Entries:

※ ※ ※

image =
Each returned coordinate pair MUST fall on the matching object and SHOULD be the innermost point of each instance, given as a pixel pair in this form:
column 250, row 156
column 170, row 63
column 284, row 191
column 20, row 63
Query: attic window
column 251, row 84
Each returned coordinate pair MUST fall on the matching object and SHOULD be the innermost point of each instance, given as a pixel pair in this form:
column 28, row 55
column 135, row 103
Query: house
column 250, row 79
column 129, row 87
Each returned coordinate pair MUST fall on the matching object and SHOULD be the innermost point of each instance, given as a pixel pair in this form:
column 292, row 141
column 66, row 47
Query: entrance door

※ ※ ※

Could you write out every entry above again, substituting "most central" for "innermost" and leaving everything else unchanged?

image =
Each returned coordinate pair MUST fall on the matching object and SHOULD be the most central point of each instance, given as a pixel pair in this form:
column 250, row 156
column 170, row 63
column 284, row 191
column 20, row 63
Query: attic window
column 251, row 84
Each returned coordinate pair MUST fall on the matching object and SHOULD be the most central point of each instance, given as a pixel pair in this form:
column 28, row 55
column 135, row 103
Query: house
column 250, row 79
column 129, row 87
Each returned coordinate pair MUST fall on the matching object and SHOULD be the most central point of each instance, given as a pixel pair in this form:
column 292, row 141
column 66, row 47
Query: entrance door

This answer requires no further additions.